--- WHAT TO WORK ON ---
Emit the data below verbatim, stripping out any pictures.

--- DATA SHOWN ---
■ ■ ■ ■ ■ ■ ■

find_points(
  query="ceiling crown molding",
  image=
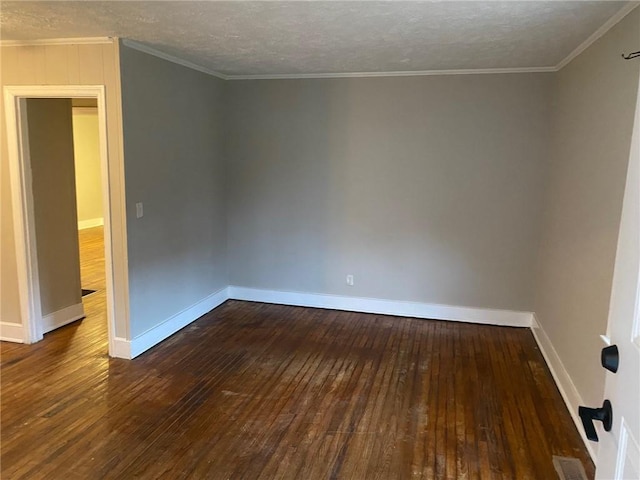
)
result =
(410, 73)
(170, 58)
(57, 41)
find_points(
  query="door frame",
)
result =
(23, 210)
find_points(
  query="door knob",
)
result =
(610, 358)
(588, 415)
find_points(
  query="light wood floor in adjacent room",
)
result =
(256, 391)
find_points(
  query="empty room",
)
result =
(325, 240)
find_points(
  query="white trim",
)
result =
(178, 321)
(409, 73)
(62, 317)
(385, 307)
(171, 58)
(568, 390)
(84, 110)
(608, 25)
(57, 41)
(121, 348)
(24, 225)
(92, 222)
(11, 332)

■ ■ ■ ■ ■ ■ ■

--- RESPONSE AREA ---
find_points(
  query="ceiling crown molding",
  image=
)
result =
(410, 73)
(170, 58)
(57, 41)
find_points(
  query="door frame",
)
result =
(23, 210)
find_points(
  query="door knob",
)
result =
(610, 358)
(588, 415)
find_points(
  query="light wood floor in adjacent room",
)
result =
(256, 391)
find_points(
  query="empty room",
)
result =
(325, 240)
find_points(
  query="white trim",
)
result =
(178, 321)
(409, 73)
(62, 317)
(385, 307)
(171, 58)
(568, 390)
(84, 110)
(608, 25)
(57, 41)
(121, 348)
(24, 225)
(92, 222)
(11, 332)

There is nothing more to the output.